WHAT YOU HAVE TO DO =
In full and without deviation, write out the entries that follow.

MATERIAL PROVIDED =
>>>>

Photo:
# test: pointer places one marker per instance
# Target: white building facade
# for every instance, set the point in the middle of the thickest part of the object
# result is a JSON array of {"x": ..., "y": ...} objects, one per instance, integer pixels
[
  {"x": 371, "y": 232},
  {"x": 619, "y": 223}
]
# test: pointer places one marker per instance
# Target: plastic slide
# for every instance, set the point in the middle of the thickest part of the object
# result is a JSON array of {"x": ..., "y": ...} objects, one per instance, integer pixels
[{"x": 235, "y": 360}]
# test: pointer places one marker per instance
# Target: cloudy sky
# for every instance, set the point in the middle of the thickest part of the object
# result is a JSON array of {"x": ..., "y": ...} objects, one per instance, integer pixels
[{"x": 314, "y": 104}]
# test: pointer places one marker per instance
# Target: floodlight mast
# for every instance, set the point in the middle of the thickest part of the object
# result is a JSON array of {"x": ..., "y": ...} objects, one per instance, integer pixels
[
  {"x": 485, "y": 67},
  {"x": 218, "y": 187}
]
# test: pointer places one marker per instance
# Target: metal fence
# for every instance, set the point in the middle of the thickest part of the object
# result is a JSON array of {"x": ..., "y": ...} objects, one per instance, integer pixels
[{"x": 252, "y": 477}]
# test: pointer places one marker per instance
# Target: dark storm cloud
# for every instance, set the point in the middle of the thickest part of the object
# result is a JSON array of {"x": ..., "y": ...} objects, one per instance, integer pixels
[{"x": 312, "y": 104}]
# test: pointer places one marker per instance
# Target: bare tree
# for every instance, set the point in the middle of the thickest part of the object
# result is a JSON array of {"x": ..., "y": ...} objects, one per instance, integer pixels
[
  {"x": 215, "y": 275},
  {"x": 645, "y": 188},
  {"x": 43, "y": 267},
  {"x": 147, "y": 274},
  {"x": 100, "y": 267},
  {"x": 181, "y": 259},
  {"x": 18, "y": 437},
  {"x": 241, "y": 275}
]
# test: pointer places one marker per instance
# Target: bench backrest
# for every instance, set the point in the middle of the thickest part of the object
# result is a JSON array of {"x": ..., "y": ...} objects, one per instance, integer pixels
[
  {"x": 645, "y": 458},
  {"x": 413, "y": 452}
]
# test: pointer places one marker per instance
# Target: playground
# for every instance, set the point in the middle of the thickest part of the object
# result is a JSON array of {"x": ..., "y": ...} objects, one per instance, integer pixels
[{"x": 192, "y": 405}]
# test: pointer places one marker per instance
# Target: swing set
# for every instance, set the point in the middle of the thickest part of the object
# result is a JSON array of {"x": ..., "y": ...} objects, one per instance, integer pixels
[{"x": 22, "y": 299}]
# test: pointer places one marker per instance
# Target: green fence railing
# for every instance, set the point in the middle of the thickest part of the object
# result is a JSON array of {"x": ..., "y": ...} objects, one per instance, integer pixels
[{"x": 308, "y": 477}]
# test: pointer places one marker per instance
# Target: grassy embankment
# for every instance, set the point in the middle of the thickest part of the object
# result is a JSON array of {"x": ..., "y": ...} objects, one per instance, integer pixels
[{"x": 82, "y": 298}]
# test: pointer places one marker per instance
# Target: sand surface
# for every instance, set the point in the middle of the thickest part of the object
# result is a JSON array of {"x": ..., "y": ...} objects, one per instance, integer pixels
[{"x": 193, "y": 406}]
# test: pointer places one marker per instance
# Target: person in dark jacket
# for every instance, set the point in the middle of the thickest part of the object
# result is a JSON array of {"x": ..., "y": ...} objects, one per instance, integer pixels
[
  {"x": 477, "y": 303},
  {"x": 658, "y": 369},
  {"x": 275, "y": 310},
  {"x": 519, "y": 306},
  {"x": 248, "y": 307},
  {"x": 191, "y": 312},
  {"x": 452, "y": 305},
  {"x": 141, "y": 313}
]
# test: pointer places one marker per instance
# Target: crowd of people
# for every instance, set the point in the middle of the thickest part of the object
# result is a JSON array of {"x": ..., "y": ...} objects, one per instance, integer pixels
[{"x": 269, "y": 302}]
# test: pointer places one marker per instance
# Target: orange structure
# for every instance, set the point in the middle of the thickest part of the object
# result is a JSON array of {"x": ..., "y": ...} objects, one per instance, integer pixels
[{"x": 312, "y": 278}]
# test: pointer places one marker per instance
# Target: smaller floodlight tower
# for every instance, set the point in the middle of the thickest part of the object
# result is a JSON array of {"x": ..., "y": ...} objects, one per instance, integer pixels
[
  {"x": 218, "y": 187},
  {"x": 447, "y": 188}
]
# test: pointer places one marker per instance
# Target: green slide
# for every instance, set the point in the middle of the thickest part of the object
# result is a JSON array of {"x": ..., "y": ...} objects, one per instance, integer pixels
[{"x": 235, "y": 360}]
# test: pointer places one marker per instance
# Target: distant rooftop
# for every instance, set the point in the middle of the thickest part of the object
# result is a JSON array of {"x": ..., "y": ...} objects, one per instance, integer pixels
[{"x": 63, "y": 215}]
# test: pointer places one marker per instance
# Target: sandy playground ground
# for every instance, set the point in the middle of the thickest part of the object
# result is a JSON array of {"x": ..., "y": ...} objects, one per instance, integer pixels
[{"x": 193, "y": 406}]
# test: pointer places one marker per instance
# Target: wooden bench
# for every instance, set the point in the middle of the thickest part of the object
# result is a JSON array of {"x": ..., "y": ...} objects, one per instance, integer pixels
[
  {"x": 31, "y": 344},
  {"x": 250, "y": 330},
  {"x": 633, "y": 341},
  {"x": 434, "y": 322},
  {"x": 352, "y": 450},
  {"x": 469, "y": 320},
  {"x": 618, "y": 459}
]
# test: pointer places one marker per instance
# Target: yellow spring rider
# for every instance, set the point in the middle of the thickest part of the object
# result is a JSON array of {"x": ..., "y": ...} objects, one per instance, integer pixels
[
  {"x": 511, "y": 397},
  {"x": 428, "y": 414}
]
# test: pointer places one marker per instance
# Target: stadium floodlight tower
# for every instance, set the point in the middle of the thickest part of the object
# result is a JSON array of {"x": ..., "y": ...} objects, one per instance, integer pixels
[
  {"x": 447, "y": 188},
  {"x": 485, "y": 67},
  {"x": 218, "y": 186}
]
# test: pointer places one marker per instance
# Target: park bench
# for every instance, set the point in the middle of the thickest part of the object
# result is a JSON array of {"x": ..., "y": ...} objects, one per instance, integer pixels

<<<<

FULL OUTPUT =
Photo:
# test: pointer places one marker per instance
# Target: white building facade
# for every instance, set the point in the middle of the thickest part of the object
# result is a JSON array of {"x": ..., "y": ...} objects, one per instance, integer pixels
[
  {"x": 371, "y": 232},
  {"x": 619, "y": 223}
]
# test: pointer places one marker per instance
# Target: plastic slide
# for every instance, set the point in the middle of the thickest part of the object
# result is a JSON array of {"x": ..., "y": ...} objects, one per instance, integer pixels
[{"x": 235, "y": 360}]
# test: pointer places one marker per instance
# Target: cloudy sky
# for every instance, set the point in the middle of the thickest part of the object
# result is a JSON array of {"x": ..., "y": ...} objects, one per instance, integer pixels
[{"x": 314, "y": 104}]
# test: pointer places one marker per instance
# Target: floodlight mast
# for every instance, set the point in the middle of the thickest part of the object
# result is a JSON array of {"x": ..., "y": ...} objects, one per instance, integer pixels
[
  {"x": 485, "y": 67},
  {"x": 218, "y": 187}
]
# test: pointer places one marker per instance
# Target: metal fence
# for every instance, set the point in the middle of the thickest part of the object
# result is a JSON array of {"x": ..., "y": ...} objects, one per instance, integer pixels
[{"x": 252, "y": 477}]
# test: pointer places one marker per instance
# Target: dark storm cloud
# for every instance, set the point in the middle of the thickest part of the object
# result is a JSON array of {"x": ..., "y": ...} objects, one per instance, integer pixels
[{"x": 312, "y": 104}]
# test: pointer places one marker per instance
# Target: bare tree
# for every instance, set the point in the middle of the thickest part of the object
# result is a JSON array of {"x": ..., "y": ...} objects, one per instance, integer pixels
[
  {"x": 215, "y": 275},
  {"x": 645, "y": 188},
  {"x": 43, "y": 267},
  {"x": 147, "y": 274},
  {"x": 100, "y": 267},
  {"x": 181, "y": 259},
  {"x": 18, "y": 437},
  {"x": 241, "y": 275}
]
# test: pointer places one marker per instance
# Target: bench backrest
# for every instance, set the point in the middle of the thickest part of the object
# result is a JSON array of {"x": ..., "y": ...} objects, one per instance, integer pixels
[
  {"x": 645, "y": 458},
  {"x": 413, "y": 452}
]
# test: pointer places one marker per instance
# Target: playground
# for every instance, set the point in the middle of the thickest part of the object
# result is a JSON array of {"x": ..., "y": ...} objects, one per instance, integer pixels
[{"x": 192, "y": 405}]
# test: pointer places one marker per instance
# Target: swing set
# for every instance, set the point in the middle of the thickest part of the object
# result is a JSON array of {"x": ..., "y": ...} objects, one per instance, integer pixels
[{"x": 22, "y": 299}]
# test: pointer places one marker per instance
# Target: green fence railing
# for every instance, set the point in the middle of the thickest part of the object
# result is a JSON array of {"x": ..., "y": ...} objects, one per instance, integer pixels
[{"x": 308, "y": 477}]
# test: pointer places one marker per instance
# Target: grassy embankment
# for every instance, set the point in the middle of the thickest part of the object
# result is a JSON array of {"x": ..., "y": ...} objects, one per instance, integer pixels
[{"x": 82, "y": 298}]
# test: pointer places one marker per instance
# Target: sand surface
# for every instance, set the point in the middle of the thickest part of the object
# result is a JSON array of {"x": ..., "y": ...} objects, one per instance, integer pixels
[{"x": 193, "y": 406}]
# test: pointer places one marker per instance
# Target: person in dark jacket
# for every instance, set the point in the middle of the thickest part of the object
# result is a JSON array of {"x": ..., "y": ...} objects, one per instance, integer pixels
[
  {"x": 477, "y": 303},
  {"x": 658, "y": 369},
  {"x": 275, "y": 310},
  {"x": 519, "y": 306},
  {"x": 248, "y": 307},
  {"x": 191, "y": 312},
  {"x": 452, "y": 305},
  {"x": 141, "y": 313}
]
# test: pointer places one marker per instance
# Target: crowd of people
# for every instance, set the point in the middle of the thickest part of the object
# result is a JSON array of {"x": ..., "y": ...} objects, one per instance, integer pixels
[{"x": 269, "y": 302}]
# test: pointer places one marker per instance
# Target: orange structure
# for every instance, set the point in the middle of the thickest part of the object
# result is a JSON array of {"x": ..., "y": ...} objects, one per instance, integer pixels
[{"x": 312, "y": 278}]
# test: pointer places one marker per instance
# Target: smaller floodlight tower
# for every instance, set the point in the middle of the thickest part of the object
# result is a JSON array of {"x": ..., "y": ...} objects, one per instance, integer pixels
[
  {"x": 218, "y": 187},
  {"x": 447, "y": 188}
]
# test: pointer places one marker per instance
# Target: green slide
# for every instance, set the point in the middle of the thickest part of the object
# result is a JSON array of {"x": ..., "y": ...} objects, one per instance, integer pixels
[{"x": 235, "y": 360}]
# test: pointer places one marker per instance
# Target: distant rooftop
# for every instance, set the point in the middle of the thickest part of the object
# result is a JSON array of {"x": ..., "y": ...} objects, one per instance, integer pixels
[{"x": 63, "y": 215}]
# test: pointer places one marker per instance
# Target: sandy playground ground
# for every instance, set the point in the middle of the thickest part of the object
# result is a JSON array of {"x": ..., "y": ...} objects, one per instance, integer pixels
[{"x": 193, "y": 406}]
# test: pointer places one marker per instance
# Target: wooden bench
# for every instance, set the point in the middle of the thickest part of the object
# result is a JSON array of {"x": ..., "y": ...} objects, one per instance, integer pixels
[
  {"x": 31, "y": 344},
  {"x": 250, "y": 330},
  {"x": 633, "y": 341},
  {"x": 434, "y": 322},
  {"x": 352, "y": 450},
  {"x": 469, "y": 320},
  {"x": 618, "y": 459}
]
# test: pointer places one marker per instance
# Target: yellow spring rider
# for every instance, set the point in the middle of the thickest part of the object
# result is a JSON array of {"x": ..., "y": ...} objects, one per instance, integer pixels
[
  {"x": 511, "y": 397},
  {"x": 428, "y": 414}
]
# test: pointer places one marker per instance
# Target: stadium floodlight tower
# for every instance, set the point in the middle of the thickest part of the object
# result is a JSON array of {"x": ..., "y": ...} objects, one per instance, integer pixels
[
  {"x": 447, "y": 188},
  {"x": 485, "y": 67},
  {"x": 218, "y": 186}
]
# test: pointer places one marker per instance
# Target: park bench
# for every instance, set the point in the middle of the thickest part of the object
# result is a JSON array of {"x": ..., "y": ...} objects, one per instance, integer pixels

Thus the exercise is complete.